** Problem **
Locate each line with the string "facade" in the listing below and copy it.

** Material provided **
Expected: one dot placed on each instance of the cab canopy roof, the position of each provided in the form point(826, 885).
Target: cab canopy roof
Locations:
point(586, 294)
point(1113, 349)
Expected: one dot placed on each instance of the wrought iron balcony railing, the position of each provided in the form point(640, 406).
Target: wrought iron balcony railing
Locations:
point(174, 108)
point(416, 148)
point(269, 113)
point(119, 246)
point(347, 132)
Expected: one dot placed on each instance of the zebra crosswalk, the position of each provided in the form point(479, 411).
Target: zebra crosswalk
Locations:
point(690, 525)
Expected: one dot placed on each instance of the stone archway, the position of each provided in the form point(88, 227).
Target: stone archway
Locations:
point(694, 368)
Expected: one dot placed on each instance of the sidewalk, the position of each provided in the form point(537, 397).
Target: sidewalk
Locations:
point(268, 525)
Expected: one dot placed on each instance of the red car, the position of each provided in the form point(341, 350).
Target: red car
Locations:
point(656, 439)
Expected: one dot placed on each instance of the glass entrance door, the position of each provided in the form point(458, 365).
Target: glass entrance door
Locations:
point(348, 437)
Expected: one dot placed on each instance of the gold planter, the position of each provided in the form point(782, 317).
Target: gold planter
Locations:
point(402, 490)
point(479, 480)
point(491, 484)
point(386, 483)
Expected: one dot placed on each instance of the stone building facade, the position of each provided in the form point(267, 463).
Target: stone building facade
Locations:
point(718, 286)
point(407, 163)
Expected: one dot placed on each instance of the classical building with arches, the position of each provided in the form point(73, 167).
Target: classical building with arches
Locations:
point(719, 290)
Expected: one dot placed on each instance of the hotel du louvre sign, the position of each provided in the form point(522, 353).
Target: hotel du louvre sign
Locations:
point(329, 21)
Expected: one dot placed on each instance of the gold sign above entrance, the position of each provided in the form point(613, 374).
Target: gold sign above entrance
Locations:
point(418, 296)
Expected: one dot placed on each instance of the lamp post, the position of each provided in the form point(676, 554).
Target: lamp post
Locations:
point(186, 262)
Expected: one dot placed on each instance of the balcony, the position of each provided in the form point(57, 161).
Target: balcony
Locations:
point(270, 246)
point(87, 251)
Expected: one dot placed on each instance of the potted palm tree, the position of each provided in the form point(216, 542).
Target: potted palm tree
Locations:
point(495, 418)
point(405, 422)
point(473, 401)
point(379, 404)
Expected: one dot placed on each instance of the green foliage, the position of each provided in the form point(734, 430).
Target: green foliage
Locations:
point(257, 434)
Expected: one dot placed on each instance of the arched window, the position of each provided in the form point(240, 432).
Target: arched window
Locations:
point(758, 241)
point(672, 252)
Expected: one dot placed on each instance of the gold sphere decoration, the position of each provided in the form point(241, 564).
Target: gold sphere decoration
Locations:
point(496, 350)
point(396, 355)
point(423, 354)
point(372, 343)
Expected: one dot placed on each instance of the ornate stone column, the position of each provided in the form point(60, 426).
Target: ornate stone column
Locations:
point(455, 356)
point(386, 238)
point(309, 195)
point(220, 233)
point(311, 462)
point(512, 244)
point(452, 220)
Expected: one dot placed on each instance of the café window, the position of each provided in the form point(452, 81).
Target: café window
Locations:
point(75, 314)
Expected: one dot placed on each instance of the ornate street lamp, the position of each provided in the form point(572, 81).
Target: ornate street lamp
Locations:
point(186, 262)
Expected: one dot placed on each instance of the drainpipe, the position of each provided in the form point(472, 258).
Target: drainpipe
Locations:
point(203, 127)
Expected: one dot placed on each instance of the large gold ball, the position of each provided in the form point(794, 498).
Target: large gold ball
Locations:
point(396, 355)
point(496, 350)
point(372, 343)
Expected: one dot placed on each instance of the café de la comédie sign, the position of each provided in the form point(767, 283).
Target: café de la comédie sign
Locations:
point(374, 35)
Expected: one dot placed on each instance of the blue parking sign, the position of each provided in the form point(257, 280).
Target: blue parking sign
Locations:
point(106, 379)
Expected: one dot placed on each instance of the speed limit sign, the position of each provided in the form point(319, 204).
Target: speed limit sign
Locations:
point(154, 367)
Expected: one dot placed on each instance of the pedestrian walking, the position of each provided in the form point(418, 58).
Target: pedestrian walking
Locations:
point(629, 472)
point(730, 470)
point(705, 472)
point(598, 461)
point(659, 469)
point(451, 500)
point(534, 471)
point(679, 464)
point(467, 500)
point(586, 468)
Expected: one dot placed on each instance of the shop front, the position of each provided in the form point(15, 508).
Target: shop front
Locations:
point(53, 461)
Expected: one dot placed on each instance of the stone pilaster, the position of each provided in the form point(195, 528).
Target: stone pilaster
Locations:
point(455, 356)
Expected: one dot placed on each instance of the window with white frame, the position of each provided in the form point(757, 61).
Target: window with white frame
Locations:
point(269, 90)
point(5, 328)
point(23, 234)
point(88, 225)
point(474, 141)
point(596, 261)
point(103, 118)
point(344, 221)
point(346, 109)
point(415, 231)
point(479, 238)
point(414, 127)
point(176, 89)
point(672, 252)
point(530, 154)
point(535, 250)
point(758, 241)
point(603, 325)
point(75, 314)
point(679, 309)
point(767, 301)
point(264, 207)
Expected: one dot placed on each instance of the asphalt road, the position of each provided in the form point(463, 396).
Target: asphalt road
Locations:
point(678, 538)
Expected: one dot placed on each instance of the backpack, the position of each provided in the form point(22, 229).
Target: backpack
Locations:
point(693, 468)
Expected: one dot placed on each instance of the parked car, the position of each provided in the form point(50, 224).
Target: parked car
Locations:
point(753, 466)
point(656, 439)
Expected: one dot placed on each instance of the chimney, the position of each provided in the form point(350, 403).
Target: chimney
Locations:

** Solution to the problem **
Expected: one dot placed on each instance of the stone building facade, the position of each provided in the form point(267, 463).
Target: stone building facade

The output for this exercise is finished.